Bronfragment:
********************

RECHTBANK MAASTRICHT
Sector Bestuursrecht
Procedurenummer: AWB 07 / 1623 AW GIF
Uitspraak van de meervoudige kamer voor bestuursrechtelijke zaken
[eiser],
wonende te [woonplaats], eiser,
het College van Gedeputeerde Staten van de Provincie Limburg,
gevestigd te Maastricht, verweerder.
Datum bestreden besluit: 28 augustus 2007
Kenmerk: 2007/34811
Behandeling ter zitting: 26 maart 2008
1. Ontstaan en loop van het geding
Bij het in de aanhef van deze uitspraak genoemde besluit heeft verweerder het bezwaar van eiser tegen de besluiten van 2 juni 2006 en 29 augustus 2006 ongegrond verklaard.
Tegen dit besluit is namens eiser op 25 september 2007 beroep ingesteld.
De door verweerder ter uitvoering van de Algemene wet bestuursrecht (hierna: Awb) ingezonden stukken en het verweerschrift zijn aan eisers gemachtigde gezonden.
Het beroep is behandeld ter zitting van de rechtbank op 26 maart 2008, waar eiser in persoon is verschenen, bijgestaan door zijn gemachtigde mr. J.L.E. Marchal, advocaat te Maastricht. Verweerder heeft zich laten vertegenwoordigen door A. Courage-Gelissen, werkzaam bij de provincie Limburg en mr. V.L.S. van Cruijningen, advocaat te ‘s-Hertogenbosch.

********************

Aangeleverd materiaal:

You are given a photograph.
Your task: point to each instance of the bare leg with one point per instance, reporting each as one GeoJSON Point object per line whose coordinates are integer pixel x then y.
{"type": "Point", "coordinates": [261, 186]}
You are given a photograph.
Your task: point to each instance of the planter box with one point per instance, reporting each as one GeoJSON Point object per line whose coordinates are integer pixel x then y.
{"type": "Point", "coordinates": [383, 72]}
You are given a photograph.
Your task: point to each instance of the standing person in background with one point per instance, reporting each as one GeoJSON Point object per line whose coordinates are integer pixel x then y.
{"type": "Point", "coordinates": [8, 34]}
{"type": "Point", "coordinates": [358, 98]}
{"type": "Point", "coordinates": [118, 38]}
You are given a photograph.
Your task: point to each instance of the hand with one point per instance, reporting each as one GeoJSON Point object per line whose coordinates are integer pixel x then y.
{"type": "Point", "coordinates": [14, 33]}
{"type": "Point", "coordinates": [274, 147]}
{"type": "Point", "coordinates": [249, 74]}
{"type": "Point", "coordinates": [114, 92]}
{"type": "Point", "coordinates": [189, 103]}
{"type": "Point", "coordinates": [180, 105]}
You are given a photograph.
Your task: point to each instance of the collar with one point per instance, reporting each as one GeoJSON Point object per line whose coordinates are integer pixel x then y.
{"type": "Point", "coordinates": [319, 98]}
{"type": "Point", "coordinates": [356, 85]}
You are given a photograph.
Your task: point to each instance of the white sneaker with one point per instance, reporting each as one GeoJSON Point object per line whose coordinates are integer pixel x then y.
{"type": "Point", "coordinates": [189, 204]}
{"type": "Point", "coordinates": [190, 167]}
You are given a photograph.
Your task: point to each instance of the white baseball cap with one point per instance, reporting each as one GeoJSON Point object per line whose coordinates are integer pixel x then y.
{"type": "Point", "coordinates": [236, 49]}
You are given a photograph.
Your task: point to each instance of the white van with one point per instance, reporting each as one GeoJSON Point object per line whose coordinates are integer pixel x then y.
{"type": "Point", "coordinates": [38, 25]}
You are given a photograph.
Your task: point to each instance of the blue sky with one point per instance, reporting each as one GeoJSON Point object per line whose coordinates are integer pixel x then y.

********************

Geef bij elke bewering aan of die klopt met het bronfragment over de rechtszaak bij de Rechtbank Maastricht. Antwoord met ja of nee en citeer letterlijk de woorden die de doorslag geven. (a) Namens eiser is op 25 september 2007 beroep ingesteld. (b) Eiser is niet zelf op de zitting verschenen. (c) Verweerder heeft het bezwaar van eiser gegrond verklaard. De items staan los van het bronfragment en vormen apart materiaal.

(a) Ja: "Tegen dit besluit is namens eiser op 25 september 2007 beroep ingesteld."
(b) Nee: "waar eiser in persoon is verschenen"
(c) Nee: "heeft verweerder het bezwaar van eiser tegen de besluiten van 2 juni 2006 en 29 augustus 2006 ongegrond verklaard"